Skip to content

Ch 2: Fairness and Proxy Features

Humans have an innate sense of fairness — studies show even 3-year-old children consider merit when sharing rewards. But fairness doesn't always translate into our algorithms.

Chapter Overview

This chapter introduces the foundational tools for measuring and achieving fairness in ML:

Key Concepts

Favourable vs Unfavourable Outcomes

Notation Meaning
\(\hat{Y}_{fav}\) Predicted favourable outcome
\(\hat{Y}_{unfav}\) Predicted unfavourable outcome
\(Y_{fav}\) Actual favourable outcome
\(Y_{unfav}\) Actual unfavourable outcome

Loan Default Prediction

  • Favourable: Applicant predicted as non-defaulter (approved)
  • Unfavourable: Applicant predicted as defaulter (rejected)

****************************************

• **What to work on**:
1. Give the stretch of the fairness chapter from "Favourable vs Unfavourable" through "as non-defaulter (approved)" again, swapping "Applicant" for "Borrower".
2. From the rows below, copy every line that contains the string "background", treating case as significant.

****************************************

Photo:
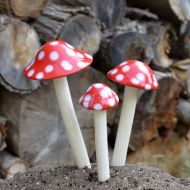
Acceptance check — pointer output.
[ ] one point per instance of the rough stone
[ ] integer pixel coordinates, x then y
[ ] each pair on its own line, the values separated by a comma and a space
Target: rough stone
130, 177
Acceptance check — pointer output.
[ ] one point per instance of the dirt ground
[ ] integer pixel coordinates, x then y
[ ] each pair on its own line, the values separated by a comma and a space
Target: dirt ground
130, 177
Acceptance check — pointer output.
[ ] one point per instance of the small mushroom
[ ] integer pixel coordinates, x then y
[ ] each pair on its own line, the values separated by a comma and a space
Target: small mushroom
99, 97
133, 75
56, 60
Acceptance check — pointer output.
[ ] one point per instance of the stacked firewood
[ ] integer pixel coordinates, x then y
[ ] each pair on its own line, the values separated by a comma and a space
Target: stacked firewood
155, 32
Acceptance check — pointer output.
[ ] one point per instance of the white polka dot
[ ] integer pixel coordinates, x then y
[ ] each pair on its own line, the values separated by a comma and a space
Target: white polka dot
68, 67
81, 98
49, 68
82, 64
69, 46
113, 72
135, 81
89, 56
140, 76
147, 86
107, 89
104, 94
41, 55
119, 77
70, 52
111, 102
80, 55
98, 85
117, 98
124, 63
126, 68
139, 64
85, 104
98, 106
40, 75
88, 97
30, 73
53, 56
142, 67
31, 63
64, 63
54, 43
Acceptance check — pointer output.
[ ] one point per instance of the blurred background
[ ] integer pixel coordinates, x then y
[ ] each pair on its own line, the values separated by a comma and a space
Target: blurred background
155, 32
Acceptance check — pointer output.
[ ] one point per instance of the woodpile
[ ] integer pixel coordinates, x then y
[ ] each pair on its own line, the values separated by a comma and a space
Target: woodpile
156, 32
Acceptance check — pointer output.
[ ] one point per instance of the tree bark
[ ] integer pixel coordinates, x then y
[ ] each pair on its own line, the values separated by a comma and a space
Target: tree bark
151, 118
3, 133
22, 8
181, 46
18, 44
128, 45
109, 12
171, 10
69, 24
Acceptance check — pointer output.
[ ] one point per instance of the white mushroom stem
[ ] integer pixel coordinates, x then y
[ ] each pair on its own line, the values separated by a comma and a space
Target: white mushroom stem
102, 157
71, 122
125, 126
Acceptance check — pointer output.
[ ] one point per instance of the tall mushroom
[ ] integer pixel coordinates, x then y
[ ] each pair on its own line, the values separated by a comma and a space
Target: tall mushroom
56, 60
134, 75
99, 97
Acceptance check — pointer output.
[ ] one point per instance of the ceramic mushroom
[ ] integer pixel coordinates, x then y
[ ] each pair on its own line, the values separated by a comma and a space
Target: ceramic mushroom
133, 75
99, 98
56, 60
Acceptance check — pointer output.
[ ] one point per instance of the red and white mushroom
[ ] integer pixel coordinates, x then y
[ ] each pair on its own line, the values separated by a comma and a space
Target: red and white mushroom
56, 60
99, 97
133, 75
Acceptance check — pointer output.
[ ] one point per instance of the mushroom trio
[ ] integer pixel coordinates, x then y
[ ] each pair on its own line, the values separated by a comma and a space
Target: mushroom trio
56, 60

****************************************

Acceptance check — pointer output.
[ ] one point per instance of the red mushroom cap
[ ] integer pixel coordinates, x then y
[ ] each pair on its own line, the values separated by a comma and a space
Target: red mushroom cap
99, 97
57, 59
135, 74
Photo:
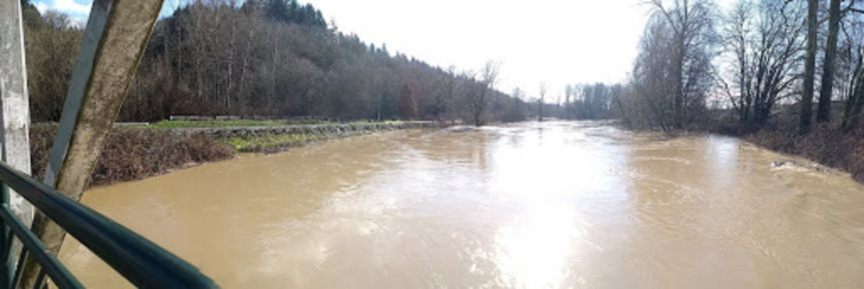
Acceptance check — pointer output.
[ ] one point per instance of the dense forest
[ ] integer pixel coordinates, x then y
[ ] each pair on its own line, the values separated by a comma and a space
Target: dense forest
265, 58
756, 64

****************************************

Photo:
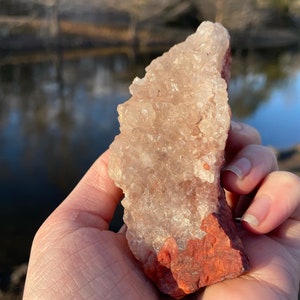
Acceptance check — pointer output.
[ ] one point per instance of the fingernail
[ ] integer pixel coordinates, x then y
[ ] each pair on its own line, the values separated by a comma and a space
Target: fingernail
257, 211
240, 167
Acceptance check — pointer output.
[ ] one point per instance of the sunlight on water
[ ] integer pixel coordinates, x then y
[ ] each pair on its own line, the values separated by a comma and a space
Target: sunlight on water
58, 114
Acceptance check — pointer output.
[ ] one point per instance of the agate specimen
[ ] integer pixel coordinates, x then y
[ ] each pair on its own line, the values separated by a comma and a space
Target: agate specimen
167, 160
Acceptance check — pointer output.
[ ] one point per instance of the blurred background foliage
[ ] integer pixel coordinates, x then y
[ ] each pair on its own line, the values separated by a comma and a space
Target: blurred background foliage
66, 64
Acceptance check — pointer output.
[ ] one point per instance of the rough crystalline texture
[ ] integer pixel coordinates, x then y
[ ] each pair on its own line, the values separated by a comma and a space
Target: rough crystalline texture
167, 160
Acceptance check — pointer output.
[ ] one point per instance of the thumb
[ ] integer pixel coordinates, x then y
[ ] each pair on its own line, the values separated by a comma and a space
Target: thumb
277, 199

****************************************

• **Replies**:
1.
Favourable vs Unfavourable Outcomes

Notation Meaning
\(\hat{Y}_{fav}\) Predicted favourable outcome
\(\hat{Y}_{unfav}\) Predicted unfavourable outcome
\(Y_{fav}\) Actual favourable outcome
\(Y_{unfav}\) Actual unfavourable outcome

Loan Default Prediction

  • Favourable: Borrower predicted as non-defaulter (approved)

2.
[ ] one point per instance of the blurred background
Target: blurred background
[ ] one point per instance of the blurred background foliage
Target: blurred background foliage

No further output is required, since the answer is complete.